▶ Source document:
Sheinbaum said the Mexican government has “seized more than 40 tons of drugs in four months,” including “20 million doses of fentanyl,” and has “arrested more than ten thousand people linked to these groups.”
“If the U.S. government and its agencies want to address the serious fentanyl consumption problem in their country, they could, for example, combat the sale of narcotics on the streets of their major cities — something they do not do — as well as the money laundering generated by this illegal activity, which has caused significant harm to their population,” she added.
Sheinbaum also suggested that the U.S. could “launch a massive campaign to prevent drug consumption and protect their youth,” like Mexico has done.
“Drug consumption and distribution occur in their own country, and that is a public health problem they have not addressed. Moreover, the synthetic opioid epidemic in the United States originates from the indiscriminate prescription of these medications, authorized by the Food and Drug Administration (FDA), as demonstrated by the legal case against a pharmaceutical company,” Sheinbaum wrote.
“Mexico does not seek confrontation. We believe in collaboration between neighbouring countries. Mexico does not want fentanyl to reach the United States — or anywhere else. Therefore, if the United States truly wants to combat the criminal groups that traffic drugs and fuel violence, we must work together in a comprehensive manner, but always under the principles of shared responsibility, mutual trust, collaboration, and, above all, respect for sovereignty — which is non-negotiable. Coordination, yes; subordination, no.”
On Feb. 2, the governors of Mexico’s 31 states and Mexico City backed Sheinbaum in a joint statement.
“We energetically condemn the accusations that suggest there is a link between our government and narco-trafficking cartels,” it said. “These claims are not only baseless, they also ignore the major, verifiable efforts Mexico has made to combat organized crime,” the statement read.
Marcelo Ebrard, Mexico’s economy minister, said on X that Trump is hurting himself.
“Accusing the Mexican government of being an ally of narco [traffickers] is — apart from an insult to our country – a pretext to distract US public opinion from the tremendous mistake of imposing disruptive tariffs on Mexico and North American companies that operate here. Shooting oneself in the foot,” Ebrard wrote.

▶ Recorded data:
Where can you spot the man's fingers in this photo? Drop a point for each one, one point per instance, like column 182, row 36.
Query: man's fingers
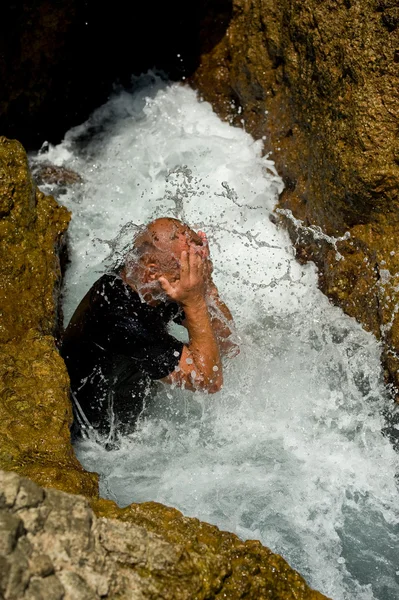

▶ Exercise 1: Set down the part of the article excerpt on Mexico's response from "Sheinbaum said the" to "Mexico has done." word for word.
▶ Exercise 2: List the principles that, according to Sheinbaum in the article excerpt on Mexico's response, must always govern joint work between Mexico and the United States.
▶ Exercise 3: Using the article excerpt on Mexico's response, explain in one to three sentences where Sheinbaum says the synthetic opioid epidemic in the United States comes from and what she says shows this.

▶ Task result 1:
Sheinbaum said the Mexican government has “seized more than 40 tons of drugs in four months,” including “20 million doses of fentanyl,” and has “arrested more than ten thousand people linked to these groups.”
“If the U.S. government and its agencies want to address the serious fentanyl consumption problem in their country, they could, for example, combat the sale of narcotics on the streets of their major cities — something they do not do — as well as the money laundering generated by this illegal activity, which has caused significant harm to their population,” she added.
Sheinbaum also suggested that the U.S. could “launch a massive campaign to prevent drug consumption and protect their youth,” like Mexico has done.

▶ Task result 2:
- Shared responsibility
- Mutual trust
- Collaboration
- Respect for sovereignty

▶ Task result 3: Sheinbaum says the epidemic originates from the indiscriminate prescription of these medications, authorized by the Food and Drug Administration (FDA). She points to the legal case against a pharmaceutical company as showing this.